DOCUMENT TEXT:
···
Recent genetic findings suggest shared genetic risk between autism, epilepsy and schizophrenia. A sodium channel subunit gene, SCN2A, exhibits de novo stop-codon mutations in individuals with autism and a stop-codon mutation in an individual with a seizure disorder. Our recent exome-sequencing study of schizophrenia cases identified a de novo splicesite mutation at SCN2A and further mutations may exist.

To examine a role for rare, protein damaging mutations at SCN2A in the aetiology of schizophrenia.

We aim to show an excess of coding sequence mutations in schizophrenia cases when compared to controls.

Mutation screening of the coding sequence of SCN2A in 993 Caucasian individuals with DSM-IV schizophrenia. We employed High-Resolution Melt Analysis(LightScanner™), followed by dye- terminator sequencing to confirm allele carriers. We compared our results to an exome-sequencing dataset of 4300 Caucasian individuals (NHLBI Exome Sequencing Project).

34 variants were identified; 15 intronic, 13 synonymous and 7 non-synonymous. One of the non-synonymous variants introduces a stop codon at amino acid 169 (169 E>X). No stop-codon variants were identified in the control dataset. Burden analysis did not show an excess of protein damaging changes in the UK dataset when compared to controls.

A total of 4 stop-codon mutations have been identified at SCN2A; all in individuals with a neuropsychiatric disorder. Our data do not suggest a general role for protein coding mutations at SCN2A in the pathogenesis of schizophrenia; however there may be a role for very damaging alleles at SCN2A in several neuropsychiatric disorders.
···
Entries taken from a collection

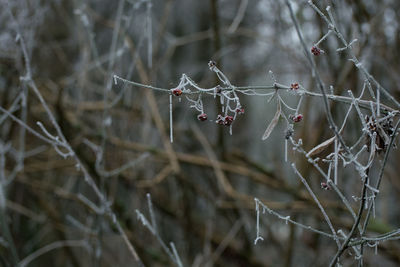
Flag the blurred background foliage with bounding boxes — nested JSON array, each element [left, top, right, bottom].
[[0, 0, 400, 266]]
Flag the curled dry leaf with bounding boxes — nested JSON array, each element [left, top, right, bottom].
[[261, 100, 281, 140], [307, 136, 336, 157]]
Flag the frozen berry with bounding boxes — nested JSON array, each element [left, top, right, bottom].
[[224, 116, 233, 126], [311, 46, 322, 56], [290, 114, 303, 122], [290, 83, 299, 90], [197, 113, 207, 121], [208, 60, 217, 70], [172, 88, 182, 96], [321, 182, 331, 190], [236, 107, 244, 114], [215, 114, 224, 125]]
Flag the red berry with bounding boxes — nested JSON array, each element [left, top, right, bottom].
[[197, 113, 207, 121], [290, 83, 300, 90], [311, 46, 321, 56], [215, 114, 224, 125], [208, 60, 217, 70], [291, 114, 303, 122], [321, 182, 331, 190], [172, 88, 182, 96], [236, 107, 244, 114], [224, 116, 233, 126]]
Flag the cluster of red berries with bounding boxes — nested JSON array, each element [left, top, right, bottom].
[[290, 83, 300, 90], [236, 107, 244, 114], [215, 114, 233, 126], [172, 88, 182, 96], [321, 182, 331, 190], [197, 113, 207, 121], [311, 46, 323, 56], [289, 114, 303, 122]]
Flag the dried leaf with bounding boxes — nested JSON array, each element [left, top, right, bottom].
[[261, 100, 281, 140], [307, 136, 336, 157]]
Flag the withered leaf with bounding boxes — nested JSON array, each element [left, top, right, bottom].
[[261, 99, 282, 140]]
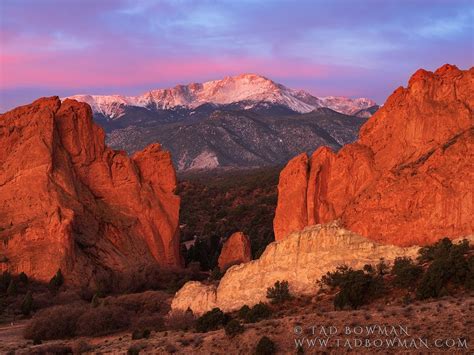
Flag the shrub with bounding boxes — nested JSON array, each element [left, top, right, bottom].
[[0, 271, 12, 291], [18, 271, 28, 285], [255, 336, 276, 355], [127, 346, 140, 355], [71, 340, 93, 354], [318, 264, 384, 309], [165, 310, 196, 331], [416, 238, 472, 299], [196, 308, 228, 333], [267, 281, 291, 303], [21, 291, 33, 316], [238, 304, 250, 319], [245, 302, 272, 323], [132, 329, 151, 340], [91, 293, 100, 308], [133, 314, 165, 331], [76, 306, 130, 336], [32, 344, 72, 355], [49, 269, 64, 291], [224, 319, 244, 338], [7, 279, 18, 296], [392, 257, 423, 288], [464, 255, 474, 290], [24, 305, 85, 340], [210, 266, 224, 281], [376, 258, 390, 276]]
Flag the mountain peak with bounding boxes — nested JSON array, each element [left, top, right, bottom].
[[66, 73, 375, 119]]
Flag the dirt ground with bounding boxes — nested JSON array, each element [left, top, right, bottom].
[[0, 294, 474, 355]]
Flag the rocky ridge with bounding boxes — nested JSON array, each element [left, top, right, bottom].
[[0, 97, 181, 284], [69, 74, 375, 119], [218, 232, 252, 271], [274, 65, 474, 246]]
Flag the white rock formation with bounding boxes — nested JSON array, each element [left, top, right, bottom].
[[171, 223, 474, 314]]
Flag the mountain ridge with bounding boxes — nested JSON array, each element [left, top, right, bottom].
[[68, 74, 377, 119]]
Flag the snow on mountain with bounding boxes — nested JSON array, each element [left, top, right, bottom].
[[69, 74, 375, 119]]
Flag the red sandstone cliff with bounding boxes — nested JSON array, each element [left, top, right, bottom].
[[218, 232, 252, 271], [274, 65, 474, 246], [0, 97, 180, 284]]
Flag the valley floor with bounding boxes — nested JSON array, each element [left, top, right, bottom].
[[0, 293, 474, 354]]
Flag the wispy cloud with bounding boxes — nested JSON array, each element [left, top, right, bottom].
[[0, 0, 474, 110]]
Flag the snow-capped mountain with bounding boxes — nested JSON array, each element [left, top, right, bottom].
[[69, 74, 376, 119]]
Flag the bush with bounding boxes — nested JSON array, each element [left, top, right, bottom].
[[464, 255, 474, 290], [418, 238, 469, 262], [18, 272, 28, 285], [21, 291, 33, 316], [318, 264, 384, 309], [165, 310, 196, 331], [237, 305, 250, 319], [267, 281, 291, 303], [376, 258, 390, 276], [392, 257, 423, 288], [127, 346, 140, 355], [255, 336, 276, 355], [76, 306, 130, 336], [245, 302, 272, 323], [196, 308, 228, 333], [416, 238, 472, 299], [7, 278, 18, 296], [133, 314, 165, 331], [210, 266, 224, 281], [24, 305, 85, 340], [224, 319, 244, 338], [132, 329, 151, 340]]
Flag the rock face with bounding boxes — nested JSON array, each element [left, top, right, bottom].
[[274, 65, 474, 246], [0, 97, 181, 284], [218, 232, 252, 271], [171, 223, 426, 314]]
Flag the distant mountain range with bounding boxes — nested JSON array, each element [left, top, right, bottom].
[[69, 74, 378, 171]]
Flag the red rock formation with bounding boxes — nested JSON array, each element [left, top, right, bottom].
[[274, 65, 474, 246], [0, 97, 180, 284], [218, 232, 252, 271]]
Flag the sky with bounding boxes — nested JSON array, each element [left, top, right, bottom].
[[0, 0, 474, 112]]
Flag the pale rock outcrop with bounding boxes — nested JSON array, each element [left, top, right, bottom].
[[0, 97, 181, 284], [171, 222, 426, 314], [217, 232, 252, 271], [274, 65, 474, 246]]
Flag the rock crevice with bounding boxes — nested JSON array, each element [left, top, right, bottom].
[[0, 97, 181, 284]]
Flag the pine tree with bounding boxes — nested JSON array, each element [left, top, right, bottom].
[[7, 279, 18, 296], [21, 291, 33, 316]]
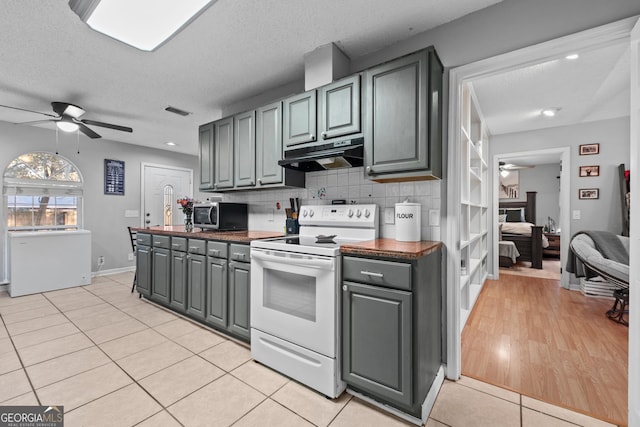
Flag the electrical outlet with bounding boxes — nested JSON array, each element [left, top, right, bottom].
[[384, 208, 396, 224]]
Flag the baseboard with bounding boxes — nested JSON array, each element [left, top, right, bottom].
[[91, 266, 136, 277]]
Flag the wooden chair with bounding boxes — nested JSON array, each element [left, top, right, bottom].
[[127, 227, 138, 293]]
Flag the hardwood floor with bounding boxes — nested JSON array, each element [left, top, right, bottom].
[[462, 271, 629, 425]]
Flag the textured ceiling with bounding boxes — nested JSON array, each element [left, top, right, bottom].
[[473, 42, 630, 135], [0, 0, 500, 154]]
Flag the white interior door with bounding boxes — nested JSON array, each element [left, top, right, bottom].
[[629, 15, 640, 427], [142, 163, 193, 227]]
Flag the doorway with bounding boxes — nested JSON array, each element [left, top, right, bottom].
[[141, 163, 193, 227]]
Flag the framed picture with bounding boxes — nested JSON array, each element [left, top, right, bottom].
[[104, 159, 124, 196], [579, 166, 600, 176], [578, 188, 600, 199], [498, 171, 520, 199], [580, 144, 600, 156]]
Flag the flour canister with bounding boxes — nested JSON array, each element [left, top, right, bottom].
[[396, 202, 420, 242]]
···
WHAT THIS EXERCISE ASKS:
a) In the SCN2A abstract, how many Caucasian individuals with DSM-IV schizophrenia were screened for mutations?
b) Please write out the part of the SCN2A abstract starting with "Recent genetic findings" and going on through "cases when compared to controls.".

ANSWERS GIVEN:
a) 993

b)
Recent genetic findings suggest shared genetic risk between autism, epilepsy and schizophrenia. A sodium channel subunit gene, SCN2A, exhibits de novo stop-codon mutations in individuals with autism and a stop-codon mutation in an individual with a seizure disorder. Our recent exome-sequencing study of schizophrenia cases identified a de novo splicesite mutation at SCN2A and further mutations may exist.

To examine a role for rare, protein damaging mutations at SCN2A in the aetiology of schizophrenia.

We aim to show an excess of coding sequence mutations in schizophrenia cases when compared to controls.